- **Task directions**: Update the data below by replacing every "Identify" with "Locate" and keeping everything else unchanged. Leave the pictures out of your answer.

Dataset entries:
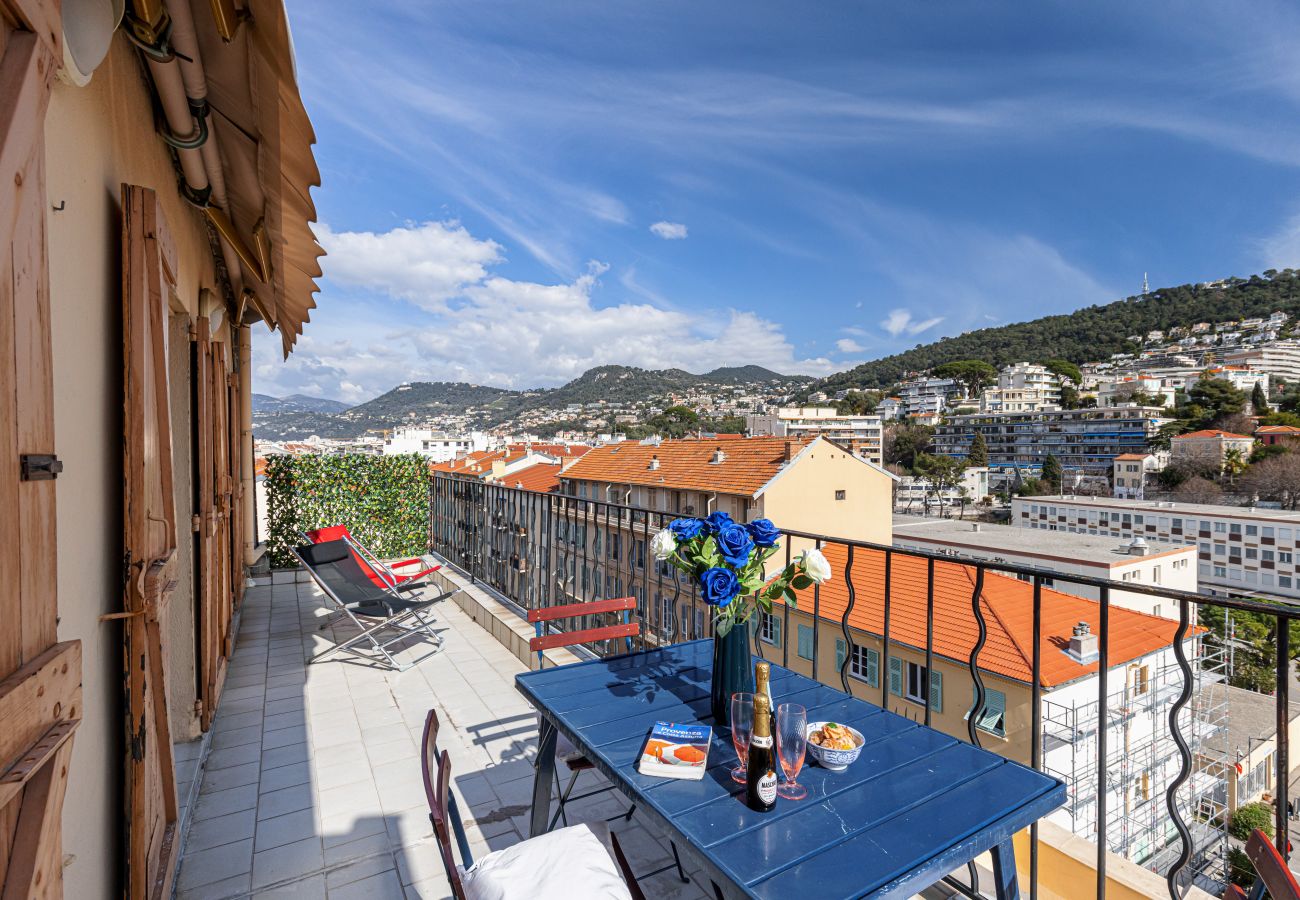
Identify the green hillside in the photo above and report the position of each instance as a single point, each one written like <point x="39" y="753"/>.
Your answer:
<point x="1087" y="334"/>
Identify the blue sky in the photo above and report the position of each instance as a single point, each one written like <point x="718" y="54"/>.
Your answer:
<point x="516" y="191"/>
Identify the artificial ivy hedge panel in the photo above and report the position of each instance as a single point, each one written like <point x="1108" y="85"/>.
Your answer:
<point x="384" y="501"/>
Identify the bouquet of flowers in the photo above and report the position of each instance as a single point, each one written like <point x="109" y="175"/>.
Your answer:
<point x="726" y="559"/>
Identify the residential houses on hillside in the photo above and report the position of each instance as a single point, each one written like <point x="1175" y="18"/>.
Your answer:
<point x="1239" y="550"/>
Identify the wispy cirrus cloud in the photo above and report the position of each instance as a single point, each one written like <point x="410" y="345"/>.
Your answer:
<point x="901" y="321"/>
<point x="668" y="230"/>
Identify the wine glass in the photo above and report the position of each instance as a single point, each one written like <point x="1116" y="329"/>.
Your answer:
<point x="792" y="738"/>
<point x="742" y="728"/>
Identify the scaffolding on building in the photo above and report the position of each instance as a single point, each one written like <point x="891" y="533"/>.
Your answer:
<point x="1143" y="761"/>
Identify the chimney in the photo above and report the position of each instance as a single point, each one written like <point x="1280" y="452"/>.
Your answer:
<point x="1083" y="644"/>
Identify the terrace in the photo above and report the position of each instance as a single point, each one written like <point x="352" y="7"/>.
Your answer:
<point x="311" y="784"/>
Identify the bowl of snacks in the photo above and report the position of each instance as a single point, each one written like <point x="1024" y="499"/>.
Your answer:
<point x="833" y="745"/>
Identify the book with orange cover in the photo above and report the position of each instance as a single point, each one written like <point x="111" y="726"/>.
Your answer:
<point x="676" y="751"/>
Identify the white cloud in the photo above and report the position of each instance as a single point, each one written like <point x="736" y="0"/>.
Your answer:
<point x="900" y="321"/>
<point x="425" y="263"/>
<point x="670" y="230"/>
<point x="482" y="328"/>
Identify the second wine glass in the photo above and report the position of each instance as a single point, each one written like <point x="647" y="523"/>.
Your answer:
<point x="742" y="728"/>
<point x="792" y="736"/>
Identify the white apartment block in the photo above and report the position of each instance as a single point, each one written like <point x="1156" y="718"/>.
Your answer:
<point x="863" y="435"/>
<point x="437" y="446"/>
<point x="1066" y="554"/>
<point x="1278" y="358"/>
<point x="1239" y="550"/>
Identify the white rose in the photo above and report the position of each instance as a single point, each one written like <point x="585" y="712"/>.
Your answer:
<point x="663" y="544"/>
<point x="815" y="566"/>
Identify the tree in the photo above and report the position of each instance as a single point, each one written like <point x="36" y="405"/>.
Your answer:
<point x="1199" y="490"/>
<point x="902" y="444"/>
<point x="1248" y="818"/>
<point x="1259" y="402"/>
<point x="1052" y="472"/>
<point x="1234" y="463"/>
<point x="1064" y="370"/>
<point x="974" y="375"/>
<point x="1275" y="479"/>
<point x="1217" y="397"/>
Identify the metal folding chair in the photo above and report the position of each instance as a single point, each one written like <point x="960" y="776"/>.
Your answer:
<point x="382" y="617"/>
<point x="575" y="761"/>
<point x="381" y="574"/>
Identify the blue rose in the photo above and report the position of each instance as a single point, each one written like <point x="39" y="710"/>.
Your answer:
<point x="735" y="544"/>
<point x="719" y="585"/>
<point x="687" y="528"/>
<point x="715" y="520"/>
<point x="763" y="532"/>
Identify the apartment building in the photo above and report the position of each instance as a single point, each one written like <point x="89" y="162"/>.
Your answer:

- **Expected answer**:
Locate the green hillside in the photo above and report the position of each instance as a single point, each one written like <point x="39" y="753"/>.
Your answer:
<point x="1087" y="334"/>
Locate the blue sky in the photo above and report the position of each instance as a single point, each one written like <point x="718" y="54"/>.
Your answer:
<point x="516" y="191"/>
Locate the artificial ivy hedge panel in the photo above and report the position of each instance as a single point, each one written like <point x="1108" y="85"/>.
Your answer:
<point x="384" y="501"/>
Locate the bouquet of flowers in the photo above and report the position of each instance as a single point, each one written like <point x="109" y="175"/>.
Your answer:
<point x="726" y="559"/>
Locate the residential houses on hillside in the photo above and report the position of each instance as a single point, each one written like <point x="1175" y="18"/>.
Your answer:
<point x="1239" y="550"/>
Locate the wispy cirrus cloud in the photo above and report the position of each instance as a single point, each one written like <point x="410" y="345"/>.
Your answer:
<point x="901" y="321"/>
<point x="668" y="230"/>
Locate the wine glass in the photo above and report the position of each instance as a single point, each one written like <point x="1116" y="329"/>.
Your answer:
<point x="792" y="738"/>
<point x="742" y="728"/>
Locate the scaffolding on building in the photo above and report the position of each instance as a single point, each one written like <point x="891" y="533"/>.
Your answer:
<point x="1143" y="761"/>
Locate the chimney in the photo above and report the position of each instance as a single point, each one written like <point x="1280" y="452"/>.
Your answer:
<point x="1083" y="644"/>
Locate the terrace in the photo above and report the position of each instance as a single point, each one written like <point x="352" y="7"/>.
Your answer:
<point x="311" y="784"/>
Locate the bowl of snacks in the photo above and report the position of each instance as a single point, each one written like <point x="1024" y="499"/>.
Your answer:
<point x="833" y="745"/>
Locate the book with orange cover in the photo above and report the position of each instance as a single point, each one written like <point x="111" y="726"/>.
Your answer:
<point x="676" y="751"/>
Locate the white cloud in the photo above and report the position of each instance as a single point, each one written like <point x="736" y="0"/>.
Your answer:
<point x="900" y="321"/>
<point x="425" y="263"/>
<point x="670" y="230"/>
<point x="482" y="328"/>
Locate the second wine glass in the photo above and report the position of each instance as a single point, each one written like <point x="647" y="523"/>.
Your answer:
<point x="742" y="728"/>
<point x="792" y="736"/>
Locate the white apartment block in the photo above and report the position of each instance as a single point, each one written like <point x="1156" y="718"/>.
Your answer:
<point x="863" y="435"/>
<point x="437" y="446"/>
<point x="1066" y="554"/>
<point x="1278" y="358"/>
<point x="1239" y="550"/>
Locate the white rose in the photo above and report the position of each instance as a single point, each one written like <point x="585" y="712"/>.
Your answer:
<point x="663" y="544"/>
<point x="815" y="566"/>
Locate the tree in the photo above and report the position of each instance as a single point, each one written like <point x="36" y="405"/>.
Your answer:
<point x="1199" y="490"/>
<point x="902" y="444"/>
<point x="1248" y="818"/>
<point x="1259" y="402"/>
<point x="1052" y="472"/>
<point x="1234" y="463"/>
<point x="1064" y="370"/>
<point x="974" y="375"/>
<point x="1275" y="479"/>
<point x="1217" y="397"/>
Locate the metal folding chair in the photo above and report the position of each instance as a single point, each one written like <point x="960" y="776"/>.
Your answer:
<point x="382" y="617"/>
<point x="575" y="761"/>
<point x="381" y="574"/>
Locate the blue rose in the photo above and report the position of each instance as a single point, each one written like <point x="39" y="710"/>.
Your answer:
<point x="735" y="544"/>
<point x="719" y="585"/>
<point x="687" y="528"/>
<point x="715" y="520"/>
<point x="763" y="532"/>
Locate the apartment building in the photo above and report the position of each instance as a single point, each one written like <point x="89" y="162"/>.
Your answer:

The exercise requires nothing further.